▸ **Assignment**
Search the records for the string "dark". Copy each line where it occurs.

- Opening Delimiter -

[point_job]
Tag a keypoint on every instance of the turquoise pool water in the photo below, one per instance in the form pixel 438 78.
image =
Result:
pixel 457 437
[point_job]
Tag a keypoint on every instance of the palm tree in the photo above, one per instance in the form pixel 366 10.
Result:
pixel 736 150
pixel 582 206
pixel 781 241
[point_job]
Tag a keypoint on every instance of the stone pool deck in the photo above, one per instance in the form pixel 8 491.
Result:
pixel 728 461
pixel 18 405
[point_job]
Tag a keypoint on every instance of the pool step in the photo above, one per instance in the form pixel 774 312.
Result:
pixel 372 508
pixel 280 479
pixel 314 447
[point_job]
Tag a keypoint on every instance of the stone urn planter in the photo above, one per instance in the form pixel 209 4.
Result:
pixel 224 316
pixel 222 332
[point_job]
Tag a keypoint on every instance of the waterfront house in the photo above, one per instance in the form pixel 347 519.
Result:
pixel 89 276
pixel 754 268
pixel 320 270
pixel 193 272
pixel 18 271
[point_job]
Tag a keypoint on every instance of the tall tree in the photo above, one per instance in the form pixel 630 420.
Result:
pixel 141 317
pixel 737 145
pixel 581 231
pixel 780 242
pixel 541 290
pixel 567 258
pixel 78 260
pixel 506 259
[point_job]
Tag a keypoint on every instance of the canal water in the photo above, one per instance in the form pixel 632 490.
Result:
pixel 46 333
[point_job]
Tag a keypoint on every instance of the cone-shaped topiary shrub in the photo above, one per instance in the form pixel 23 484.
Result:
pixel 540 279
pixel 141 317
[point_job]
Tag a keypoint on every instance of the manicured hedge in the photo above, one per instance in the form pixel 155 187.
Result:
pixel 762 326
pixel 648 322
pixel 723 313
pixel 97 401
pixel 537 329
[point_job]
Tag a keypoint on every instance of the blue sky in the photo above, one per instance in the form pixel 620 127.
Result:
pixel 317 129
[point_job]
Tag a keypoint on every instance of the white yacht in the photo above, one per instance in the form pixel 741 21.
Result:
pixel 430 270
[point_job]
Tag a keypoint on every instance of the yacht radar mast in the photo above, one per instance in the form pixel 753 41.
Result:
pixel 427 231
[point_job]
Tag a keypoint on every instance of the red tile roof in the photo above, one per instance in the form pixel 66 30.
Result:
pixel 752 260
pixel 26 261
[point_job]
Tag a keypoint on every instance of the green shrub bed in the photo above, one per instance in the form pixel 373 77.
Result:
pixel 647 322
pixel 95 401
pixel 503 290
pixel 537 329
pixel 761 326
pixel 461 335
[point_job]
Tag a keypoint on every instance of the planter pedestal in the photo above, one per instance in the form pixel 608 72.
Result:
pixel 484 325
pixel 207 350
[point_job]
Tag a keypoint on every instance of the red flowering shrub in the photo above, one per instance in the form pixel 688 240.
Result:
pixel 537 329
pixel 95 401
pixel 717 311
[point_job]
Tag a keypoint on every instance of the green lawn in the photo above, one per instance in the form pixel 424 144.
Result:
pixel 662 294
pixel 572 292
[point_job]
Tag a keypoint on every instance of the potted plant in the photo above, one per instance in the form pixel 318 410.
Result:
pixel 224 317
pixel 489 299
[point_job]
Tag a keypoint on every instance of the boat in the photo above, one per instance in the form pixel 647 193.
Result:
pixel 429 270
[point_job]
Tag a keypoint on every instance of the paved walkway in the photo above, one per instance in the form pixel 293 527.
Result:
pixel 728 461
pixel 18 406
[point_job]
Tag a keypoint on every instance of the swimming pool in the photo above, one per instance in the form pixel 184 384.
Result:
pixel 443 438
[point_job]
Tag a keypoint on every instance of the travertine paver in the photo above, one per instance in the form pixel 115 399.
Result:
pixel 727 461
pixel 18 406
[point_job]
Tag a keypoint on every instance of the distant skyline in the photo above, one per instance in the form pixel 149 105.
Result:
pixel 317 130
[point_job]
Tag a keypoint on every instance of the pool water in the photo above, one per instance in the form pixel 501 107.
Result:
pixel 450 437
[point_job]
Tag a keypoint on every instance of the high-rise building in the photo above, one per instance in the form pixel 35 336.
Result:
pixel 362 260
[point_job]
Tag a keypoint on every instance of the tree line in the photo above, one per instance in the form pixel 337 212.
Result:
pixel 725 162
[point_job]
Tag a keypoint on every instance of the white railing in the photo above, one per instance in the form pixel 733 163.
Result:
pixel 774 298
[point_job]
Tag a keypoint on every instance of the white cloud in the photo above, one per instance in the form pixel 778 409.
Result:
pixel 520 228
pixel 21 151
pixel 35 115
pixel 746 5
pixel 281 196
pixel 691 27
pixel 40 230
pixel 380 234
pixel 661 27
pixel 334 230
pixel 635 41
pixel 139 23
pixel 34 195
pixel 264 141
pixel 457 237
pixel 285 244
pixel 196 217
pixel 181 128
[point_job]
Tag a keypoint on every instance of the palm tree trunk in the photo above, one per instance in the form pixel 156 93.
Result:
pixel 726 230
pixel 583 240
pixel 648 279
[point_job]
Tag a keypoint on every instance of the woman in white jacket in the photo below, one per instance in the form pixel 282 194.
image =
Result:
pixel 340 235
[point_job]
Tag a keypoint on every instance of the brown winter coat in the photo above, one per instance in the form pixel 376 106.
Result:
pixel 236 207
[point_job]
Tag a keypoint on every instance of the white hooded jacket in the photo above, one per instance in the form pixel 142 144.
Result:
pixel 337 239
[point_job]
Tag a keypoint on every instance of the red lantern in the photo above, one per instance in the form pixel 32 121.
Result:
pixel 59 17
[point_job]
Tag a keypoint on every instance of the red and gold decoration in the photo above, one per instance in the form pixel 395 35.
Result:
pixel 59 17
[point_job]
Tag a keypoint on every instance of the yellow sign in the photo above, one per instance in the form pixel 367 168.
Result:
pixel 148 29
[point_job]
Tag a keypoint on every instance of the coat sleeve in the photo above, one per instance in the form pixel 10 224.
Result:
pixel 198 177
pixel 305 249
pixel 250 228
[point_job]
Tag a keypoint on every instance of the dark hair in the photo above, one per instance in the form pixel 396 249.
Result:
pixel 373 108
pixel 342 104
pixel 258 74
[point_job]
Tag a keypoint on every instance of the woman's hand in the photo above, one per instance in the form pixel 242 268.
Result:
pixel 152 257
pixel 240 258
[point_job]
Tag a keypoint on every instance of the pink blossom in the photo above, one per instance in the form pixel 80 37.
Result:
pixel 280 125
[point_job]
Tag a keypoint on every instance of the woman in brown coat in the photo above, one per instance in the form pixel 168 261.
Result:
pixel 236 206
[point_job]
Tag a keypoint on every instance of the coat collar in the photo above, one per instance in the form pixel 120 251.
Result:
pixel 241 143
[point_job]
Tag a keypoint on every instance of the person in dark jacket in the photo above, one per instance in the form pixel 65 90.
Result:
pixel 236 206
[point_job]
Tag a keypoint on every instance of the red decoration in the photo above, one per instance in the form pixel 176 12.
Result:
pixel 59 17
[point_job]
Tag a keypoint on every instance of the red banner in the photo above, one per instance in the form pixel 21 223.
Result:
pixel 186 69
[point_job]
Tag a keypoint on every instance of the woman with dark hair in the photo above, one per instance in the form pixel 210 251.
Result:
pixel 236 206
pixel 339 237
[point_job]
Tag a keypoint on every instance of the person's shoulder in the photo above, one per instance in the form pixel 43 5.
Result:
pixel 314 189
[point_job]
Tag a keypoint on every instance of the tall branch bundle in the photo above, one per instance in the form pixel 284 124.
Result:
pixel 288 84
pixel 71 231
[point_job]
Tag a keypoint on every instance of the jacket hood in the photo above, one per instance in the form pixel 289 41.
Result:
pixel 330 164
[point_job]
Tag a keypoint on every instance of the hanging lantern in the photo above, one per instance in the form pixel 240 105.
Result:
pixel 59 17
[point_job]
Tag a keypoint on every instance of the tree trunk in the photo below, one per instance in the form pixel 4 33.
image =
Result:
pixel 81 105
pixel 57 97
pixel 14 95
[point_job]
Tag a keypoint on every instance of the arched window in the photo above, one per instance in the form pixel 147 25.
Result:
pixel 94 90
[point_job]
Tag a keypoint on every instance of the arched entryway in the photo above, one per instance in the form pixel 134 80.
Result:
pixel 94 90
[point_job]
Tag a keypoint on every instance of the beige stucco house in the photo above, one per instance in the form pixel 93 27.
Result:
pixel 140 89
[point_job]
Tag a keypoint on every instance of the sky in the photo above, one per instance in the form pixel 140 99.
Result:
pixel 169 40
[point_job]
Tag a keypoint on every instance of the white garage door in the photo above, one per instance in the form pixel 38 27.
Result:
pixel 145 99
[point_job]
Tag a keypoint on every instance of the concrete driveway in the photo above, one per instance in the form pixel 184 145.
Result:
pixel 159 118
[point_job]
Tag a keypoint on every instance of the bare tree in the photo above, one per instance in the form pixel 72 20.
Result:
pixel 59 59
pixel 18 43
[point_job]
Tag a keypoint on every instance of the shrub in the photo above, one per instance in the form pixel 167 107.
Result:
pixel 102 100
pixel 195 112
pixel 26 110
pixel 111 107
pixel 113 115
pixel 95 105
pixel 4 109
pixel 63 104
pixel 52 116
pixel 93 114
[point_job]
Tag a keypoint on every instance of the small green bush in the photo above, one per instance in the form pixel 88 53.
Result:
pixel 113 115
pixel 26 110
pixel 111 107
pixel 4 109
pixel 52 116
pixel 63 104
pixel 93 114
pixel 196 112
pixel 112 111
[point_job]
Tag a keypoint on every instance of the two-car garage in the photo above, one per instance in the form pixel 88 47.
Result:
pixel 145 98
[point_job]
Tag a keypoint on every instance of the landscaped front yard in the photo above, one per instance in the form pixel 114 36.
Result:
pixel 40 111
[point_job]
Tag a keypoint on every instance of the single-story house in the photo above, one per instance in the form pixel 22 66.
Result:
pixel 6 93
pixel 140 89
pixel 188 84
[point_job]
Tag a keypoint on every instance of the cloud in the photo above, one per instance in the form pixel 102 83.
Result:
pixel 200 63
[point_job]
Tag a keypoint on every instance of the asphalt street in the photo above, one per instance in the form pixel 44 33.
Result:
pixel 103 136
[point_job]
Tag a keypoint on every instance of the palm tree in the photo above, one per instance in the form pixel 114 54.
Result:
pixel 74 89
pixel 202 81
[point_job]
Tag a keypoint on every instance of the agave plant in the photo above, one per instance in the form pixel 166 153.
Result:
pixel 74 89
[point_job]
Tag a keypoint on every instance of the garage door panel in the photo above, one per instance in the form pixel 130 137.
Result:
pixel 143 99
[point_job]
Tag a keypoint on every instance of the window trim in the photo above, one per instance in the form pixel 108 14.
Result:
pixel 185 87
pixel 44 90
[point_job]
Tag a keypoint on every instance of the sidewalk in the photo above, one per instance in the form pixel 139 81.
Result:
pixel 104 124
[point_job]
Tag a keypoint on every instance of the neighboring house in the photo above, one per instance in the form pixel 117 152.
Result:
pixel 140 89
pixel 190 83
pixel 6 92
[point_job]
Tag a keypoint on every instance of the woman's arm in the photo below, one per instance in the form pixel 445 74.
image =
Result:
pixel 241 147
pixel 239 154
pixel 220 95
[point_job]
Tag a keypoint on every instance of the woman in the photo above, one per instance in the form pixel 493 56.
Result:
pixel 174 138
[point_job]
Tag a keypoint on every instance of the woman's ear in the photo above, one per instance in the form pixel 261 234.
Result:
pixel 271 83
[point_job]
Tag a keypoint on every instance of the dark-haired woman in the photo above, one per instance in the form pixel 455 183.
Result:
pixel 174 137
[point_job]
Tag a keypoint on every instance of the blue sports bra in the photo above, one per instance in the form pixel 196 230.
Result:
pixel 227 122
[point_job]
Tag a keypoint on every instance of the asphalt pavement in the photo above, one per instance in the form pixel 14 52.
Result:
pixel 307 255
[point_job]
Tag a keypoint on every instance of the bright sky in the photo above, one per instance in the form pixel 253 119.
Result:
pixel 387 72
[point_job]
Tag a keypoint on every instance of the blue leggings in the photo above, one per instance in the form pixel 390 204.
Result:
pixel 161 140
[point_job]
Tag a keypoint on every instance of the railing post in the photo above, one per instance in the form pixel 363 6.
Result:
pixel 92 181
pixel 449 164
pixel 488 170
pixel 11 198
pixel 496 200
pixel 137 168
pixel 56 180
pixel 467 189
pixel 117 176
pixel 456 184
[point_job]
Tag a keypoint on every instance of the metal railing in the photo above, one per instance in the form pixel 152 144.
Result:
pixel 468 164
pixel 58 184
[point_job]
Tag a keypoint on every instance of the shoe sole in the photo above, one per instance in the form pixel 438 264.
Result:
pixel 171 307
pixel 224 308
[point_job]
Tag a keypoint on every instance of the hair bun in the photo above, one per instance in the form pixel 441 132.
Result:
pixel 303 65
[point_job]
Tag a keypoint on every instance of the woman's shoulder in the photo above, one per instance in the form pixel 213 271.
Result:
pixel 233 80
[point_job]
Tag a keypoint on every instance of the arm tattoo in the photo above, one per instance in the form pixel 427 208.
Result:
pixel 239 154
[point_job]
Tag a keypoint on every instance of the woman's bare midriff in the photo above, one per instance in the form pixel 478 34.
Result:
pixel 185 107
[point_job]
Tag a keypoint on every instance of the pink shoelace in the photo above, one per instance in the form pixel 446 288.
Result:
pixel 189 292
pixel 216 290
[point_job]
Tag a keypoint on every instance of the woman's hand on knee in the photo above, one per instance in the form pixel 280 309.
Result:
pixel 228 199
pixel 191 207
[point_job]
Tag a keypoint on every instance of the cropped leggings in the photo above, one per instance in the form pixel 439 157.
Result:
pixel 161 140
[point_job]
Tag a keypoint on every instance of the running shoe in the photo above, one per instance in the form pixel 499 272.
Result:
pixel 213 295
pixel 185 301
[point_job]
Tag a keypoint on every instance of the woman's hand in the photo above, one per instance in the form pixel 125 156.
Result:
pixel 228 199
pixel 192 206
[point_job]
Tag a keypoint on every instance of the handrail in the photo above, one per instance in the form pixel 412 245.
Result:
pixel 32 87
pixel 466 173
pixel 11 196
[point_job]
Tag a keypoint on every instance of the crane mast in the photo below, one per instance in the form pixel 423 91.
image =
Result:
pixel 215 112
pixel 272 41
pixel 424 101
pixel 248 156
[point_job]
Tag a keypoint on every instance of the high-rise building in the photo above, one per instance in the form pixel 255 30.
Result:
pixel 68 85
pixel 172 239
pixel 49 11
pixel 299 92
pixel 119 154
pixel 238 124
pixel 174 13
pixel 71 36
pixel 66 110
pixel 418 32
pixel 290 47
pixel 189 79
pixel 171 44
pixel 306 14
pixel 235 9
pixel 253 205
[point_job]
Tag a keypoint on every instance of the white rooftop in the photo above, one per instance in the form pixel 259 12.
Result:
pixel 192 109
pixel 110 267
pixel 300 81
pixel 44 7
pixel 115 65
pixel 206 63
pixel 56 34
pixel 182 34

- Closing Delimiter -

▸ **Response**
Tag a keypoint on every instance of the dark hair in the photo above, one per instance in the form pixel 396 249.
Tag a keypoint on every instance of the person in dark jacket in the photo above, one per instance in the form pixel 65 90.
Tag a keypoint on every instance of the woman with dark hair in the photo above, one per instance in the form pixel 210 251.
Tag a keypoint on every instance of the dark-haired woman in the photo above, one per instance in the form pixel 455 183.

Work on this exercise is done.